“…I found out that some officers were spending money. I asked, ‘Where did they get the money from?’ They said it was from the Military Intelligence fund… Later, I learnt that General Aliyu Gusau who was in charge of intelligence took import licence from the Ministry of Commerce, which was in charge of supplies, and gave it to Alhaji Mai Deribe. It was worth N100,000, a lot of money then. When I discovered this, I confronted them and took the case (to) the army council… I said if I didn’t punish Aliyu Gusau, it will create a problem for us… So I said General Aliyu Gusau had to go. He was the chief of intelligence. That was why Babangida got some officers to remove me.”
With the foregoing account, President Muhammadu Buhari has sensationally reopened a deep wound the nation has nursed for the past 31 years. In disrobing the Daura-born general in the palace coup of August 27, 1985, his failings listed by erstwhile comrades included arrogance, inflexibility and emptiness.
In the December 2015 edition of The Interview magazine, General Ibrahim Babangida had dismissed the notion that there was an ulterior motive other than the catalogue of transgressions read by Brigadier Nimyel Dogonyaro in the dawn broadcast announcing Buhari’s ouster.
Asked if the coup was prompted by the fear of imminent censure by the Buhari administration, Babangida stated: “Do not forget that I was one of Buhari’s closest aides. I was the Chief of Army Staff. So I had an important position, an important role to play within that administration. I don’t think it had to do with a memo.”
But in the conversation published in the current edition of wave-making The Interview, not only did the president dismiss IBB’s theory as false, he laid bare the acute moral bankruptcy of those who brought his reign as military head of state to an abrupt end. According to him, the desperation of a few tainted generals to evade justice, rather than national interest, inspired the regime change then. And in what could perhaps be described the most pointed challenge in recent history, he dared Babangida and Gusau to controvert him: “Let him (General Babangida) repeat his own story. Aliyu Gusau is still alive.”

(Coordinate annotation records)
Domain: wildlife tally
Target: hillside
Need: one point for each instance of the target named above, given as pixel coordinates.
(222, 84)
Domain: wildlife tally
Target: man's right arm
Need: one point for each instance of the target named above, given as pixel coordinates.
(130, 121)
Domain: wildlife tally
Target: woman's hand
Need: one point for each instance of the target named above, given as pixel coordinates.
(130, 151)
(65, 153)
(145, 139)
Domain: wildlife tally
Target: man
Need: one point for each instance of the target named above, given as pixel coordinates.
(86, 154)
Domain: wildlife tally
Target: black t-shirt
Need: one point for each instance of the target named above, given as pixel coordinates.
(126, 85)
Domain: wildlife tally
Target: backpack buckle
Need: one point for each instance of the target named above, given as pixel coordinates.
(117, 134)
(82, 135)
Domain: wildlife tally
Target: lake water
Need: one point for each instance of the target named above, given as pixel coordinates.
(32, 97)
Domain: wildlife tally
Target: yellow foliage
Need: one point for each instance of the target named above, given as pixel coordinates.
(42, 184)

• _Set task A_: Please list every person the article on the 1985 coup names by both first name and surname.
• _Set task B_: Extend the article on the 1985 coup with a paragraph that picks up after its last sentence.

• _Written response A_: Aliyu Gusau, Mai Deribe, Muhammadu Buhari, Ibrahim Babangida, Nimyel Dogonyaro

• _Written response B_:
Buhari’s revelation only adds to the existing and by far more salacious myth of Gloria Okon often whispered in informal public chat. Back then, the media had reported the arrest of one Ms. Gloria Okon while allegedly trying to smuggle hard drugs out of the country at a time the no-nonsense Buhari regime had imposed capital punishment on such. In fact, same law had already been invoked retroactively to publicly execute some Nigerians for attempting to smuggle heroine.
So, naturally, there were fears that Okon would be next on the death-row. Then, a twist. The rest of the suspenseful drama is already meticulously captured in a documentation by the nation’s leading legal historian and consistent human rights crusader, Richard Akinnola. It turned out that the suspect was reportedly only a courier for a powerful figure in the sitting military administration.
Soon afterward, the nation was told the suspect had suddenly dropped dead in custody! But in reality, the real Gloria Okon was said to have been smuggled out in a high-stake conspiracy while the corpse of someone’s else was presented as hers. The then commander-in-chief smelt a rat and set up a panel to unravel the mystery. It happened that before the panel could submit its report, power had changed hands at Dodan Barracks! End of inquiry. A year or two later, the real Okon was reportedly sighted at a high-society soirée in London, attended by the glamorous spouse of a key figure in the government of the day!
Another account, though unsubstantiated, states that it was the general who arranged the escape from custody of the real Gloria Okon who later found himself ironically being implicated in a subsequent coup plot and was eventually executed alongside other convicted co-conspirators. A further twist was brought to the narrative with the claim that it was in an attempt by a Lagos-based news magazine to piece all these dark happenings together into a thriller cover-story that eventuated in its chief editor being bombed to death one Sunday morning in Lagos. This October marks the thirtieth anniversary of the assassination of star journalist Dele Giwa.
While circumstantial evidence may weigh heavily in public opinion, it is less admissible in the court of law. So, for now, in the absence of cogent proof, the Gloria Okon story will, at best, still be entertained as merely speculative, if not entirely fictitious.
But with Buhari’s weighty salvo in The Interview, IBB, undeniably a key player in the nation’s political history in the past four decades, has undoubtedly now been put on the spot, from where there seems no easy escape. Silence is sometimes romanticized as golden. But not in the present circumstance. How the self-styled military president explains the weighty charge may now effectively define his place in history as either an unacknowledged saint or the ultimate patriarch of grand larceny.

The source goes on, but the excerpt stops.